> **Exercise description**: An identical transcription of the records is required.

> **Records provided**:
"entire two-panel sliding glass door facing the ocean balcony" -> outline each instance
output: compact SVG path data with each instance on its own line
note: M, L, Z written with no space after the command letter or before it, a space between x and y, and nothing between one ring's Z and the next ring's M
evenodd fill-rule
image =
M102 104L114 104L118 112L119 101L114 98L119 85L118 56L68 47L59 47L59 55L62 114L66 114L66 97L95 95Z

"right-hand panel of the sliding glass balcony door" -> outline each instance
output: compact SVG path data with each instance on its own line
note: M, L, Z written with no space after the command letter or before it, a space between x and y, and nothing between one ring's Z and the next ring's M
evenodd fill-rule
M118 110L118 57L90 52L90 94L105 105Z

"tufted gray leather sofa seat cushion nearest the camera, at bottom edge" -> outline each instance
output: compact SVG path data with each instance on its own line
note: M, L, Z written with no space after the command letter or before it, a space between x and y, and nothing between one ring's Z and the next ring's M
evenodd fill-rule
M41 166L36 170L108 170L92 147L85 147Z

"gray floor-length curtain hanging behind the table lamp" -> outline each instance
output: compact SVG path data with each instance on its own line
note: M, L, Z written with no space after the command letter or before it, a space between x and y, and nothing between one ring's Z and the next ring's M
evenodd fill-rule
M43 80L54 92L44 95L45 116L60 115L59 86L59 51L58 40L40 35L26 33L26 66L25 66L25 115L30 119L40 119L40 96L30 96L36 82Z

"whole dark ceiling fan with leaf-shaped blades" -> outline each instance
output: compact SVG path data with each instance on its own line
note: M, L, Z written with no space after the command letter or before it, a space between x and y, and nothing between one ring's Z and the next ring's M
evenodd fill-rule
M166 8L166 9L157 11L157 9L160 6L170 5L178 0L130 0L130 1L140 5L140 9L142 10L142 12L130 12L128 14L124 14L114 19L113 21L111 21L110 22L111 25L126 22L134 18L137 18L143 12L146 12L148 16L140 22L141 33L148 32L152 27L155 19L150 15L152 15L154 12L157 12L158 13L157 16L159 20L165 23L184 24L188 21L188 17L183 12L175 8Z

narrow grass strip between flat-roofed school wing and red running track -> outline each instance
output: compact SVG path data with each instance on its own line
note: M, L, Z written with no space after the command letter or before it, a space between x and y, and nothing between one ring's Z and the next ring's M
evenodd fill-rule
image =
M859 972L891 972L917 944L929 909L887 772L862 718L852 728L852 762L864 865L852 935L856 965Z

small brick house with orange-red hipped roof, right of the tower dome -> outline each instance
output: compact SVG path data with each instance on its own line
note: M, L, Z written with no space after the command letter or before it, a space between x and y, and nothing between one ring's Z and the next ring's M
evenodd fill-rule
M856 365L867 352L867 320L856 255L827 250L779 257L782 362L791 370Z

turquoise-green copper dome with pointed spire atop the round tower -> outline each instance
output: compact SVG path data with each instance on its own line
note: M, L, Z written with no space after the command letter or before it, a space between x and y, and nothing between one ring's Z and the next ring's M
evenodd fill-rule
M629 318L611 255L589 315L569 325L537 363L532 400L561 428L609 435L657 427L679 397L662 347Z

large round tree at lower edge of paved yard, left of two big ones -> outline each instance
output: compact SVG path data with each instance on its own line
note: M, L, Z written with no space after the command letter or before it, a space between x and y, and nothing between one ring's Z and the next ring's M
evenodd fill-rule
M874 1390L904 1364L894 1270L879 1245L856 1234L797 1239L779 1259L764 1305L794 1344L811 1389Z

> **Exercise response**:
"entire two-panel sliding glass door facing the ocean balcony" -> outline each instance
output: compact SVG path data with each instance on its own line
note: M, L, Z written with no space after the command letter or before it, a space between x and y, and nothing between one ring's Z and the next ring's M
evenodd fill-rule
image =
M102 104L114 104L118 112L119 101L114 98L119 85L118 56L68 47L59 47L59 55L62 114L66 114L66 97L95 95Z

"right-hand panel of the sliding glass balcony door" -> outline each instance
output: compact SVG path data with each instance on its own line
note: M, L, Z written with no space after the command letter or before it, a space between x and y, and nothing between one ring's Z and the next ring's M
evenodd fill-rule
M118 110L118 57L90 52L90 94L105 105Z

"tufted gray leather sofa seat cushion nearest the camera, at bottom edge" -> outline each instance
output: compact SVG path data with each instance on its own line
note: M, L, Z written with no space after the command letter or before it, a space between x and y, and nothing between one ring's Z and the next ring's M
evenodd fill-rule
M41 166L36 170L108 170L92 147L85 147Z

"gray floor-length curtain hanging behind the table lamp" -> outline each instance
output: compact SVG path data with each instance on its own line
note: M, L, Z written with no space after the command letter or before it, a space between x and y, and nothing between one ring's Z and the next ring's M
evenodd fill-rule
M43 80L54 92L44 95L45 116L60 115L59 86L59 51L58 40L40 35L26 33L26 66L25 66L25 115L30 119L40 119L40 96L30 96L36 82Z

"whole dark ceiling fan with leaf-shaped blades" -> outline each instance
output: compact SVG path data with each instance on its own line
note: M, L, Z written with no space after the command letter or before it, a space between x and y, and nothing between one ring's Z and the next ring's M
evenodd fill-rule
M166 8L166 9L157 11L157 9L160 6L170 5L178 0L130 0L130 1L140 5L140 9L142 10L142 12L130 12L128 14L124 14L114 19L113 21L111 21L110 22L111 25L126 22L134 18L137 18L143 12L146 12L148 16L140 22L141 33L148 32L152 27L155 19L150 15L152 15L154 12L157 12L158 13L157 16L159 20L165 23L184 24L188 21L188 17L183 12L175 8Z

narrow grass strip between flat-roofed school wing and red running track -> outline each instance
output: compact SVG path data with each instance on its own line
note: M, L, Z written with no space after the command letter or before it, a space between x and y, and nothing between one ring's Z and the next ring's M
evenodd fill-rule
image =
M859 972L891 972L917 944L929 909L887 772L862 718L852 728L852 762L864 865L852 935L856 965Z

small brick house with orange-red hipped roof, right of the tower dome -> outline each instance
output: compact SVG path data with each instance on its own line
note: M, L, Z written with no space after the command letter or before it, a space between x and y, and nothing between one ring's Z and the next ring's M
evenodd fill-rule
M856 365L867 352L867 320L856 255L827 250L779 257L782 362L791 370Z

turquoise-green copper dome with pointed spire atop the round tower -> outline each instance
output: compact SVG path data with each instance on its own line
note: M, L, Z written with no space after the command letter or before it, a space between x and y, and nothing between one ring's Z and the next ring's M
evenodd fill-rule
M629 318L611 255L589 315L569 325L537 363L532 400L561 428L609 435L657 427L679 397L662 347Z

large round tree at lower edge of paved yard, left of two big ones -> outline each instance
output: compact SVG path data with each instance on its own line
note: M, L, Z written with no space after the command letter or before it, a space between x and y, and nothing between one ring's Z and the next ring's M
evenodd fill-rule
M874 1390L904 1364L894 1270L879 1245L856 1234L797 1239L779 1259L764 1305L794 1344L811 1389Z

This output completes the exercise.